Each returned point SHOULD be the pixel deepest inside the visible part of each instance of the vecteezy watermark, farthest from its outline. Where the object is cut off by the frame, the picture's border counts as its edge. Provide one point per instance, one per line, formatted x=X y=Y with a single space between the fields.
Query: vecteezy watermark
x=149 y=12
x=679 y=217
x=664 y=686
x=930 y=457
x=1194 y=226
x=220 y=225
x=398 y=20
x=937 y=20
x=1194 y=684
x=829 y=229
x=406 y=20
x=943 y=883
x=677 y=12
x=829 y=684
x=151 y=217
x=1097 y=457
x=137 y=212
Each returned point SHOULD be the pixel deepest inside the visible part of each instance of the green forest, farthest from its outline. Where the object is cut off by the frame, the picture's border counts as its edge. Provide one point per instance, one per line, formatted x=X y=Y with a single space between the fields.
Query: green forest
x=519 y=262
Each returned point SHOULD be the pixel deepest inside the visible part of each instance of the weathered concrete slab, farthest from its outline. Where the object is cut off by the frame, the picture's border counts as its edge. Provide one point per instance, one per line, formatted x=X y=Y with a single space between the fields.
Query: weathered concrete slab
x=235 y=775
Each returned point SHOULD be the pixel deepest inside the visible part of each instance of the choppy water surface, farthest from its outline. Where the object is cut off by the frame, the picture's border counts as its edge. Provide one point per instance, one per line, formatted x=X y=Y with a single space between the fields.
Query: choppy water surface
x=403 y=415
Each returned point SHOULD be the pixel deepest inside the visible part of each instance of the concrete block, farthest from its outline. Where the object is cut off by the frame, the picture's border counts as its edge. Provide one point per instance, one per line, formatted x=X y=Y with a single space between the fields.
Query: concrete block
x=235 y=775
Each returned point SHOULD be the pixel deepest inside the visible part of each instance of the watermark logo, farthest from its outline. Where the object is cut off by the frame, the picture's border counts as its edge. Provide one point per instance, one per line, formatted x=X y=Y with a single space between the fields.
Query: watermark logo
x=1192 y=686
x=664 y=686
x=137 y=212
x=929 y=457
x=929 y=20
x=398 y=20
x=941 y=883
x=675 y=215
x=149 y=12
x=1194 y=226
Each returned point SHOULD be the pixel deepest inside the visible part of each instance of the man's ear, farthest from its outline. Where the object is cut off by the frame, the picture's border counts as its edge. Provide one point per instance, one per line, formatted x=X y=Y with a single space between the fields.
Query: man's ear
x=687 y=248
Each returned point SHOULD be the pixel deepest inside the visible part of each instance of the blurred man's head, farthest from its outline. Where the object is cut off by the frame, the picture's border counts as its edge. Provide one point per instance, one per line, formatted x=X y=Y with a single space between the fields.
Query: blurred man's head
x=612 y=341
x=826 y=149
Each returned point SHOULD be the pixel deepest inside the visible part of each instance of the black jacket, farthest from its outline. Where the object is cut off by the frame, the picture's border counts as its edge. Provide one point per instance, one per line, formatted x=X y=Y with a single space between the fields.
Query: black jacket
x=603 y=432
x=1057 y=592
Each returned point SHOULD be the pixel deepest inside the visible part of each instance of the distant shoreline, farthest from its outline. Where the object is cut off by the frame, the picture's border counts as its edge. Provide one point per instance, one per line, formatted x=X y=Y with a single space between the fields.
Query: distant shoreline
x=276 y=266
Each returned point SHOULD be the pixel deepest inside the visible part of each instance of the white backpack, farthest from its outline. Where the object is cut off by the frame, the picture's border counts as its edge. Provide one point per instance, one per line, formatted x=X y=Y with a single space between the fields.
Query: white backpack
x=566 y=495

_ _ _ _ _

Directions for this task:
Using the exact wording, write out all of the records.

Exercise result:
Each returned point SHOULD be the pixel deepest inside the visible part of each instance of the vecteezy watermark, farthest from its outline. Where the object is cut off by the frame, the picture's border counts as its edge. Provide one point per instance, one per line, formatted x=X y=Y with a single space between the fields.
Query: vecteezy watermark
x=149 y=12
x=679 y=217
x=664 y=686
x=930 y=457
x=1194 y=226
x=220 y=225
x=398 y=20
x=937 y=20
x=1194 y=684
x=829 y=229
x=406 y=20
x=943 y=883
x=677 y=12
x=829 y=684
x=151 y=217
x=1097 y=457
x=137 y=212
Each returned point SHOULD be the pixel deepest inside the visible part of each instance of the green forest, farthest from its outline. Where the object is cut off by the frame, the picture's border counts as its edge. Provide one point per instance, one per line, formatted x=X y=Y with a single space between the fields.
Query: green forest
x=519 y=262
Each returned point SHOULD be the pixel deepest inside the visible part of each instance of the weathered concrete slab, farthest from its outline. Where the object is cut off by the frame, the picture's border counts as its edge. Provide one point per instance, one per line, formatted x=X y=Y with a single space between the fields.
Query: weathered concrete slab
x=235 y=775
Each returned point SHOULD be the pixel deepest inside the visible part of each instance of the choppy water surface, farthest from its outline. Where the object is cut off by the frame, the picture's border counts as its edge. Provide one point per instance, one per line, formatted x=X y=Y with a single space between the fields.
Query: choppy water surface
x=403 y=415
Each returned point SHOULD be the pixel deepest inside the visible part of each instance of the concrete block, farthest from its outline. Where the object is cut off by the frame, the picture's border counts as its edge. Provide one point per instance, one per line, formatted x=X y=Y with a single space between the fields.
Query: concrete block
x=235 y=775
Each returned point SHOULD be the pixel deepest inside the visible part of each instance of the watermark logo, farthest from its outline. Where the object is cut off by the frame, the picture's border counts as its edge. Provide one point per instance, one per line, formatted x=X y=Y with a single space between the fields.
Query: watermark logo
x=1192 y=686
x=664 y=686
x=137 y=212
x=929 y=457
x=929 y=20
x=398 y=20
x=941 y=883
x=675 y=215
x=149 y=12
x=1194 y=226
Each returned point SHOULD be the pixel deepest inside the visible part of each instance of the man's ear, farthest from its outline. Where the object is cut off by the frame, the picture's border counts as its edge. Provide one point per instance, one per line, formatted x=X y=Y with a single space between the fields.
Query: man's ear
x=687 y=248
Each returned point SHOULD be the pixel deepest inside the visible part of each instance of the blurred man's head, farthest from its outline. Where the object is cut off by the frame, the picture's border counts as its edge. Provide one point per instance, one per line, formatted x=X y=Y with a single space between the fields.
Query: blurred man's head
x=612 y=341
x=826 y=149
Each returned point SHOULD be the pixel deepest inside the visible part of each instance of the black jacket, farthest from its outline. Where the object is cut off by the frame, the picture's border counts as its edge. Provide one point per instance, one per line, formatted x=X y=Y with a single space between the fields.
Query: black jacket
x=603 y=432
x=1057 y=592
Each returned point SHOULD be the pixel deepest inside the visible part of each instance of the distant shoreline, farthest from its outline. Where the object is cut off by the frame, the picture's border counts as its edge. Provide one point per instance, one per line, formatted x=X y=Y with a single space between the fields.
Query: distant shoreline
x=276 y=266
Each returned point SHOULD be the pixel deepest inside the visible part of each instance of the white backpack, farthest from its outline. Where the object is cut off by the frame, the picture's border counts as its edge. Provide one point per instance, one per line, formatted x=X y=Y with a single space between the fields.
Query: white backpack
x=566 y=495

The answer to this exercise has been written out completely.